* [SOURCE EXTRACT]
■ ■ ■ ■ ■ ■ ■

Betsy Aardsma
Graduate student Betsy Aardsma was stabbed to death in the stacks of Penn State's Pattee Library on the day after Thanksgiving 1969. Despite a massive investigation, her killer was never identified.
On Friday, November 28, 1969—the day after Thanksgiving—22-year-old Betsy Ruth Aardsma, a first-year English graduate student at Penn State University, entered the Pattee Library's core stacks area on the ground floor around 4:45 p.m. to conduct research. Minutes later, she collapsed between rows of bookshelves. Two male students nearby heard a brief commotion and a man's voice say something like 'somebody better help that girl,' but assumed she had fainted.
When help arrived, no wound was immediately visible. It was only at the hospital that doctors discovered a single, precise stab wound to the left breast that had pierced her pulmonary artery. The killer had used a thin blade, possibly a hunting or paring knife, and the wound was so small it was initially hidden by Betsy's red dress. She was pronounced dead at Centre Community Hospital.

■ ■ ■ ■ ■ ■ ■

* [SUPPLIED MATERIAL]

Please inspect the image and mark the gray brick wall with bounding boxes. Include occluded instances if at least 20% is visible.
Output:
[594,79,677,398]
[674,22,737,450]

■ ■ ■ ■ ■ ■ ■

Write the next part of the account of the 1969 killing of Betsy Aardsma in Penn State's Pattee Library, beginning after its final sentence.

* [EXERCISE RESPONSE]
The investigation revealed that despite being in a busy university library, almost no one noticed anything unusual. A man was seen running from the stacks, and two students reported a brief encounter with a nervous individual near the crime scene, but descriptions were vague and inconsistent. The library's layout—a maze of dimly lit shelving rows with limited sightlines—provided ideal cover for the attack.
Penn State Police and the Pennsylvania State Police investigated extensively, interviewing hundreds of people and examining Betsy's personal life for potential motives. She was by all accounts a well-liked, studious young woman with no known enemies. Investigators later focused on a suspect named Richard Haefner, a Penn State graduate student who had known Aardsma and had a history of sexual offenses, but he was never charged before his death in 2002. The case remains officially open and unsolved.